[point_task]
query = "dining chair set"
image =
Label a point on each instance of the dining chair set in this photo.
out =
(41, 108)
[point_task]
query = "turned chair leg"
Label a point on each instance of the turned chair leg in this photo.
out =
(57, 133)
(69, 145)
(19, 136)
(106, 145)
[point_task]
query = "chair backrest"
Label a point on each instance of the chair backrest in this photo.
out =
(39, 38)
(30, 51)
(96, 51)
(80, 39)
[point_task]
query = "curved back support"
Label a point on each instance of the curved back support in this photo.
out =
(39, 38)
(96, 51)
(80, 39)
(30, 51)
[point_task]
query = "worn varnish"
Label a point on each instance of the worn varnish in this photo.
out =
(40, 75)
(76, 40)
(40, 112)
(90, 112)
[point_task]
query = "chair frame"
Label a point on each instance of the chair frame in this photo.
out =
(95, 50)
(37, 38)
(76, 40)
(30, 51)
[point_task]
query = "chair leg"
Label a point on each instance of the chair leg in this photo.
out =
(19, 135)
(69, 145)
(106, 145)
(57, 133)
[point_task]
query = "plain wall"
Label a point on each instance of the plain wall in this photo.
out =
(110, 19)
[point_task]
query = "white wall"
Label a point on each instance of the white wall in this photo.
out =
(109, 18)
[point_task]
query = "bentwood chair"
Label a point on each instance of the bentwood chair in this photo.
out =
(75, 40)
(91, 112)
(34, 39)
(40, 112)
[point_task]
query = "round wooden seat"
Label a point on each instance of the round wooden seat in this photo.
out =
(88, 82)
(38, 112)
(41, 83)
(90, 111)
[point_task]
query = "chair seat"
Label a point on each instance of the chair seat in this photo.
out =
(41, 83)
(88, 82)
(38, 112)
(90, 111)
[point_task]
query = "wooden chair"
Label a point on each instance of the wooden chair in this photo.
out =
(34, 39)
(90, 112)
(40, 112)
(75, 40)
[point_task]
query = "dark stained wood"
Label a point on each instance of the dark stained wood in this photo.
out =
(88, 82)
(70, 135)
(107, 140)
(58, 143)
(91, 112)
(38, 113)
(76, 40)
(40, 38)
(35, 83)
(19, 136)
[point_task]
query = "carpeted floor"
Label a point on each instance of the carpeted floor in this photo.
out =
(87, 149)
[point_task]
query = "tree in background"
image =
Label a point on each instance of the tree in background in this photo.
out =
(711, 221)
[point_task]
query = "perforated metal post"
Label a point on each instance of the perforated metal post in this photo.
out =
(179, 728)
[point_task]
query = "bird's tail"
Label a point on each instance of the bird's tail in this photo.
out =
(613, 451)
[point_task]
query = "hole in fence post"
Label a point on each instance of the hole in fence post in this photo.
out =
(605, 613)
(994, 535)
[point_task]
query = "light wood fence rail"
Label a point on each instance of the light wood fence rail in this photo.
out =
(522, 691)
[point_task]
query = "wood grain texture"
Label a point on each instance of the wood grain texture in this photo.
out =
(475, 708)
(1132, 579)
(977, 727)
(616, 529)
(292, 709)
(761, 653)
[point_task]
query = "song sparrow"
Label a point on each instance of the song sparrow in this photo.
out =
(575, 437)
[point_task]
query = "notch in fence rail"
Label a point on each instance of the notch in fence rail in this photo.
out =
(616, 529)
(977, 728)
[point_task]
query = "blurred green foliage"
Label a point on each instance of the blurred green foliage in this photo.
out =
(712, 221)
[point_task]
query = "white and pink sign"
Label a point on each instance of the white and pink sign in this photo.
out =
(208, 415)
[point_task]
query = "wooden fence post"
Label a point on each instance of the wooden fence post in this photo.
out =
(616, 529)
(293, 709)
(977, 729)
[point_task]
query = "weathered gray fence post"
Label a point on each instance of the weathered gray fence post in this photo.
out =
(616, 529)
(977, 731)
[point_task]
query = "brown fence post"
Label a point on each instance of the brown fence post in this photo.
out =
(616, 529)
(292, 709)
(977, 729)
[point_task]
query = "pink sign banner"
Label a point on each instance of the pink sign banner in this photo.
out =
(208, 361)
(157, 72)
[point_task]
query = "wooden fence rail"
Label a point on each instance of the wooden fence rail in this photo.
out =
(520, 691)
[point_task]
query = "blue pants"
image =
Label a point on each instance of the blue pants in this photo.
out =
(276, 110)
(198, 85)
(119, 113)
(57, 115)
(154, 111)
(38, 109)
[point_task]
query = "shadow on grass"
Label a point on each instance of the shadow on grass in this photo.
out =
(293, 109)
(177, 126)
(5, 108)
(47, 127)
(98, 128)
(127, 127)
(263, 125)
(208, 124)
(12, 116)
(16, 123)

- _WHAT TO WORK ON_:
Would you restate, word for word, every line of the listing from its first line through the line with "Label a point on each instance of the worn"?

- _FINISHED TASK_:
[point_task]
query = "dining chair set"
image =
Label a point on each instance of the dining chair set in this photo.
out =
(41, 108)
[point_task]
query = "turned chair leg"
Label a point on each instance of the turned chair leg in this photo.
out =
(57, 133)
(69, 145)
(19, 136)
(106, 145)
[point_task]
query = "chair backrest"
Label a point on each instance of the chair backrest in this photo.
out =
(39, 38)
(30, 51)
(96, 51)
(80, 39)
[point_task]
query = "curved back support"
Label a point on each instance of the curved back support in this photo.
out =
(39, 38)
(96, 51)
(80, 39)
(30, 51)
[point_task]
query = "worn varnish"
Label a point on each instance of the worn varnish in this photo.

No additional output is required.